Estimating Testing Times: Glorified Fortune-Telling?


Hofstadter’s Law:
It always takes longer than you
expect, even when you take
into account Hofstadter’s Law.

Douglas Hofstadter

A good friend of mine is a trainer for CrossFit, and has been for years. For a long time he trained clients out of his house, but his practice started outgrowing the space. His neighbors were complaining about the noise (if you’ve ever been in a CrossFit gym you can easily imagine that they had a point). Parking was becoming a problem, too.

So, in September, 2009, he rented a suite for a gym, in a building with an excellent location and a gutted interior–perfect for setting up the space exactly how he wanted it. It needed new flooring, plumbing, framing, drywall, venting, insulation, dropped ceiling, electricity, and a few other minor things. At the time, he told me they’d be putting the finishing touches on the build-out by mid-December. I remember thinking, “Wow. Three months. That’s a long time.”

As it turned out, construction wasn’t completed until late June, 2010, Seven months later than originally estimated.

Let’s think about that. Here’s a well-defined problem, with detailed plans (with drawings and precise measurements, even!) and a known scope, not prone to “scope creep.” The technology requirements for this kind of project are, arguably, on the low side–and certainly standardized and familiar. The job was implemented by skilled, experienced professionals, using specialized, efficiency-maximizing tools. And yet, it still took more than 3 times longer than estimated.

Contrast that with a software project. Often the requirements are incomplete, but even when they’re not, they’re still written in words, which are inherently ambiguous. What about tools? Sometimes even those have to be built, or existing tools need to be customized. And the analogy breaks down completely when you try to compare writing a line of code (or testing it) with, for example, hanging a sheet of drywall. Programmers are, by definition, attempting something that has never been done before. How do you come up with reasonable estimates in this situation?

This exact question was asked in an online discussion forum recently. A number of self-described “QA experts” chimed in with their answers. These all involved complex models, assumptions, and calculations based on things like “productivity factors,” “data-driven procedures,” “Markov chains,” etc. My eyes glazed over as I read them. If they weren’t all committing the Platonic fallacy then I don’t know what it is.

> _Outline records for named regions_:
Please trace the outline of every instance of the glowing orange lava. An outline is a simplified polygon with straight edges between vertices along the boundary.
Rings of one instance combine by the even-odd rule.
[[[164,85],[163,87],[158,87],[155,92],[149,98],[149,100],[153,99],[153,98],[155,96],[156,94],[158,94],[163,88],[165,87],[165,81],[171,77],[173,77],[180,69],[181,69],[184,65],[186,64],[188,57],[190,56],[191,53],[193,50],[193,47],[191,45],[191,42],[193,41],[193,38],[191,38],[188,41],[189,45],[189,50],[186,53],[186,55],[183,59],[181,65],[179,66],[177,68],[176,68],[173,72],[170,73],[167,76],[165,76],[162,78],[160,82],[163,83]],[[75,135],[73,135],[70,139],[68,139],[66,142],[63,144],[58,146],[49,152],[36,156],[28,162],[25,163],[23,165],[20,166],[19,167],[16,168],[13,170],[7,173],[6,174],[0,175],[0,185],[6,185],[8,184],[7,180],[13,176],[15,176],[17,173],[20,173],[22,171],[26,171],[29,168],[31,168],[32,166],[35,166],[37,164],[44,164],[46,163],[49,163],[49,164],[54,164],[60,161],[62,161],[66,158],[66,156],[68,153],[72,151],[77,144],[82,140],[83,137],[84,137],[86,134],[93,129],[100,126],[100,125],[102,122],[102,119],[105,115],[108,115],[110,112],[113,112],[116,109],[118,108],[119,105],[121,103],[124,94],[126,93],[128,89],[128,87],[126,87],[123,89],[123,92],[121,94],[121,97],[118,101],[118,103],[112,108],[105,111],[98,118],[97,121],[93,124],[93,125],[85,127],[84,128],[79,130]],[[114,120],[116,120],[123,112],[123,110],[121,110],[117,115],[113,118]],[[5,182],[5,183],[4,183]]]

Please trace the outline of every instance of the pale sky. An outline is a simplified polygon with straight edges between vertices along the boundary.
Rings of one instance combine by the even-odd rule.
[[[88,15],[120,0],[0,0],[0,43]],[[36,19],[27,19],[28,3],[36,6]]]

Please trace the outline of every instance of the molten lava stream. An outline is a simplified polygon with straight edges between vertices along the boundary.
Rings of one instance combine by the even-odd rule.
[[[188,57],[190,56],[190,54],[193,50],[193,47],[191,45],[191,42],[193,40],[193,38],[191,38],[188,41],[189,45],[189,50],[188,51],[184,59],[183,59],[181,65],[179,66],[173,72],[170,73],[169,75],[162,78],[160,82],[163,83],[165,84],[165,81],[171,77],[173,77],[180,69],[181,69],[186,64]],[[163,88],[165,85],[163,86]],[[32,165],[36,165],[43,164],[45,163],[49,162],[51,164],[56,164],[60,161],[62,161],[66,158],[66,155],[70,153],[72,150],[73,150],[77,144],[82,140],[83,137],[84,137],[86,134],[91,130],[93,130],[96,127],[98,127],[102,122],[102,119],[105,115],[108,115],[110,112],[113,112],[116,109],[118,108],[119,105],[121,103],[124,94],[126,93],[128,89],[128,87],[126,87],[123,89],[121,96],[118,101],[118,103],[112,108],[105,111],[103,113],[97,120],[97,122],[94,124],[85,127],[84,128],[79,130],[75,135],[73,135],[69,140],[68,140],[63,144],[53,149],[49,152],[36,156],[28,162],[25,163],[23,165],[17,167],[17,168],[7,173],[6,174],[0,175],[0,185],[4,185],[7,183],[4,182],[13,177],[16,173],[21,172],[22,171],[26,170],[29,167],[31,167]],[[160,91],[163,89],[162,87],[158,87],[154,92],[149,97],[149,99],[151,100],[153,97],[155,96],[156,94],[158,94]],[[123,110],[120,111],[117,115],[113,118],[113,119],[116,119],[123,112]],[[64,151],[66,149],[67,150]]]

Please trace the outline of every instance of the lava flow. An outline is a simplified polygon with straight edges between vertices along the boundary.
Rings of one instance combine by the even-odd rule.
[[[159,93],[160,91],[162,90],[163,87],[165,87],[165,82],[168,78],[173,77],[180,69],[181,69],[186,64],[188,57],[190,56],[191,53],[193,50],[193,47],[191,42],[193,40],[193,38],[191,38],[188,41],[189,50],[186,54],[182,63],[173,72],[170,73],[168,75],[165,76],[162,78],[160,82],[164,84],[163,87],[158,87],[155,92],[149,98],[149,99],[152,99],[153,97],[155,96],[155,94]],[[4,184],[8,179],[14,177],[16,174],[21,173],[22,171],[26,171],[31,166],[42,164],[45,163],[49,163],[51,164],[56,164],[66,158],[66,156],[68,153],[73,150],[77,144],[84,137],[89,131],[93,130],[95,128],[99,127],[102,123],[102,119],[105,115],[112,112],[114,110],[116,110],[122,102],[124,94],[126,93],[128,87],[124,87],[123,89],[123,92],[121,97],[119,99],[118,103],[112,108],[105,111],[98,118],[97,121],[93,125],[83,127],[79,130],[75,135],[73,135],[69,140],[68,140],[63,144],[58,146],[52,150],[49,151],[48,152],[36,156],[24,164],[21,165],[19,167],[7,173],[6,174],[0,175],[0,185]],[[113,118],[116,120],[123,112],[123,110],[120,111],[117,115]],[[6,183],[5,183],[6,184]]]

> _JOB_:
In the excerpt about estimating testing times, which things does the rented gym suite need, as listed in the sentence beginning "It needed new flooring"? Give each one that is named.

> _CORRECT ANSWER_:
Flooring, plumbing, framing, drywall, venting, insulation, dropped ceiling, electricity